-- DO THIS --
In the ElastiCache notes, which alternative is listed for caching images, web pages, and static data at the edge?

-- SELECTED EXTRACT --
━━━━━━━━━━━━━━━━━━━━
Docs > AWS WhitePapers & Deep Dives > Performance at Scale with Amazon ElastiCache

Performance at Scale with Amazon ElastiCache

Memcached vs Redis
ElastiCache for Memcached
Elastic Cache for Redis
Monitoring and Tuning

Overview

ElastiCache deploys one or more cache clusters for your application
ElastiCache automates resources provisioning, failure detection and recovery, and software patching
Supports Redis and Memcached engines

Alternatives to ElastiCache

Amazon CloudFront - cache images, web pages, static data at the edge
Amazon RDS Read Replicas - distributing data to remote apps
On-host caching - this approach lacks of efficiency - cannot reuse existing cache entries and maintain consistency in validation of the cache keys across all hosts

Memcached vs Redis

Due to replication and persistence features of Redis, Redis is managed as relational database
Memcached is designed as pure caching solution with no persistence - is managed as pool of nodes that can grow and shrink, similar to Amazon EC2 Auto Scaling Group

Important questions to consider impacting the choice of the caching engine:

Memcached:

Object caching as a primary goal? Offload database?
Simplest caching model?
Large cached nodes, multi-threaded performance with utilization of multiple cores
Scale cache horizontally?
Atomically increment / decrement counters?

Redis

More advanced types, e.g. lists, hashes, bit arrays, HyperLogLogs and sets?
Sorting and ranking datasets in memory?
Pub/Sub capabilities in your application?
Persistence of the key store?
Run in multiple AZs with failover?
Geospatial support?
━━━━━━━━━━━━━━━━━━━━
-- DATA SECTION --
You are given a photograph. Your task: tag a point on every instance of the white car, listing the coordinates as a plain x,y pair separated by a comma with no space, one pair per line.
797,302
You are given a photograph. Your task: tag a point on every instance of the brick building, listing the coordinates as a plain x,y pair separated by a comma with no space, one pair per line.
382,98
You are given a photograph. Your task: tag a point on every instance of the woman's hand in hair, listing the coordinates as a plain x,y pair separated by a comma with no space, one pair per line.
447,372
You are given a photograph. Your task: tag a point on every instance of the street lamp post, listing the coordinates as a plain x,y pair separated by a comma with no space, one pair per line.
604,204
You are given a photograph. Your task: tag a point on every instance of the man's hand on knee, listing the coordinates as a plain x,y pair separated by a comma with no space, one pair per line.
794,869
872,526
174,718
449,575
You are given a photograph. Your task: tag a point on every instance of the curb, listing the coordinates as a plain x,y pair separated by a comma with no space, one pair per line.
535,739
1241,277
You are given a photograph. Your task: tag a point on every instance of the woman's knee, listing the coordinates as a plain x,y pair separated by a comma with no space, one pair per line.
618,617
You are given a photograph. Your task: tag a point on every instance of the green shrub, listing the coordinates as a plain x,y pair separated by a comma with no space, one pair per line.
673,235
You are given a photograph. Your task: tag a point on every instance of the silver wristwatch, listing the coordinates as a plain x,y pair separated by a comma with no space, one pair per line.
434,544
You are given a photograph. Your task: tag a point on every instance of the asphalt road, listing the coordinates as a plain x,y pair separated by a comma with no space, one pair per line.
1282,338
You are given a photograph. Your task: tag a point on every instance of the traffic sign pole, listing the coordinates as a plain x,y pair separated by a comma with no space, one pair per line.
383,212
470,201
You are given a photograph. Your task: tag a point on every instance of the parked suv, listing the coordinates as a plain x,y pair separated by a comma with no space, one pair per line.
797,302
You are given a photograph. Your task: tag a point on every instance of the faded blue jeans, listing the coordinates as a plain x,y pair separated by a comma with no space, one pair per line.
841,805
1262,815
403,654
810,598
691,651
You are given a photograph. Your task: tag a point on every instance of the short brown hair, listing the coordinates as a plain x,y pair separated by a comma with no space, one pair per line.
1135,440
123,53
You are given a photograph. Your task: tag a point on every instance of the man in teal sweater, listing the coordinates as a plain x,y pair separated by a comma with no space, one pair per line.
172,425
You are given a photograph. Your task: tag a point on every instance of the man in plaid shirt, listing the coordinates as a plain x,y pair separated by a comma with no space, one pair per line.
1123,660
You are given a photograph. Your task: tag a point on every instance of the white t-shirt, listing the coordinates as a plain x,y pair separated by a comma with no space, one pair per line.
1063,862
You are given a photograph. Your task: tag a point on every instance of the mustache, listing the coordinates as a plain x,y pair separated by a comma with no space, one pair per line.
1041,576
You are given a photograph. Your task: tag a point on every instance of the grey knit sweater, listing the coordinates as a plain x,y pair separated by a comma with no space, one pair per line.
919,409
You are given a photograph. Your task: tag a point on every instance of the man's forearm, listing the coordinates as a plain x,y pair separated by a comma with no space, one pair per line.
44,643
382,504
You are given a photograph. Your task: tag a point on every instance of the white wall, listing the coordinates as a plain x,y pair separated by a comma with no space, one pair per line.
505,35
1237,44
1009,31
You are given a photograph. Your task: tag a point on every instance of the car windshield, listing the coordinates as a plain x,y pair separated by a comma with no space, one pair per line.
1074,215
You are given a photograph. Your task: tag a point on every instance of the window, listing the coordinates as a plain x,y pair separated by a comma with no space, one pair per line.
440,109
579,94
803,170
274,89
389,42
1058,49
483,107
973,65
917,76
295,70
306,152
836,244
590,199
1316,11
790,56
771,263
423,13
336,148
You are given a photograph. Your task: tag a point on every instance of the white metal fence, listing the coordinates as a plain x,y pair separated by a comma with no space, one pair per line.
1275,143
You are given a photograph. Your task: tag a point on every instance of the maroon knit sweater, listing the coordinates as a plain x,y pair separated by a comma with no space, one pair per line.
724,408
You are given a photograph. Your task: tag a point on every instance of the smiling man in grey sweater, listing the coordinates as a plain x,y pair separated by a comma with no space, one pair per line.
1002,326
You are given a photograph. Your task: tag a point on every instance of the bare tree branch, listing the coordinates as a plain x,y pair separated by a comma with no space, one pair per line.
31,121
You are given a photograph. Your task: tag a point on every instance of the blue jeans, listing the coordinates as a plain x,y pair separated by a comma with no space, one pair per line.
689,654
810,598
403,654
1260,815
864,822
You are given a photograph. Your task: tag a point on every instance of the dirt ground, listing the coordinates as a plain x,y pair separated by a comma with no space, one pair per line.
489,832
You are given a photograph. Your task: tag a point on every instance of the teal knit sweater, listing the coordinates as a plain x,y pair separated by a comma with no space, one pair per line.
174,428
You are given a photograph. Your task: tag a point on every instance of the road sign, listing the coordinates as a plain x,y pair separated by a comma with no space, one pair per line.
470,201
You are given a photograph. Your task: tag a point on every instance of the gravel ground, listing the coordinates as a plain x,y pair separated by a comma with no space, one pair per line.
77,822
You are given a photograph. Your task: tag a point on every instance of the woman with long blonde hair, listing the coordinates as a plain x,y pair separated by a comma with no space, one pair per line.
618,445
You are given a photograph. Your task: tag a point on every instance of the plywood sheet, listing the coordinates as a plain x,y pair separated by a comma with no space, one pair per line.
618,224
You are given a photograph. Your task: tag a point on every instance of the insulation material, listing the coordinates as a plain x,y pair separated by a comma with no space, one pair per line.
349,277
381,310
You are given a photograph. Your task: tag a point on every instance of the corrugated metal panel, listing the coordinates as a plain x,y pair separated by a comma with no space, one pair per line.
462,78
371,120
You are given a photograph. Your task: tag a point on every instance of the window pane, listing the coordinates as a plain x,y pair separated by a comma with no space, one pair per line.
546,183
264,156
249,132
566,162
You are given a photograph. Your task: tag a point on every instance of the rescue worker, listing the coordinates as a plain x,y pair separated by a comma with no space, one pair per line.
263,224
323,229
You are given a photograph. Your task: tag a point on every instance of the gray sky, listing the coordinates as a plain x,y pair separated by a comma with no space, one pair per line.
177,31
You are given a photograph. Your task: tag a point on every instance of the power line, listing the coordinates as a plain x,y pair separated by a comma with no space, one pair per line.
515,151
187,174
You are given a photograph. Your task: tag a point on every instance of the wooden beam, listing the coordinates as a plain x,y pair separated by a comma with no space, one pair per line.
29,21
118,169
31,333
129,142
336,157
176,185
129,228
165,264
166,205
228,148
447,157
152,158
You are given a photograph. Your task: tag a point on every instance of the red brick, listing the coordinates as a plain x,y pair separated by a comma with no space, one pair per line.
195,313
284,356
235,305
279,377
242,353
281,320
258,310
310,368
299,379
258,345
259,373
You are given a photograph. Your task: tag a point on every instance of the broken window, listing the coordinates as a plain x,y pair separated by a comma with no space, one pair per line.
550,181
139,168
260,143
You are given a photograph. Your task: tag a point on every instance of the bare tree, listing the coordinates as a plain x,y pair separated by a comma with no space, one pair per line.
━━━━━━━━━━━━━━━━━━━━
-- ANSWER TO THIS EXERCISE --
Amazon CloudFront.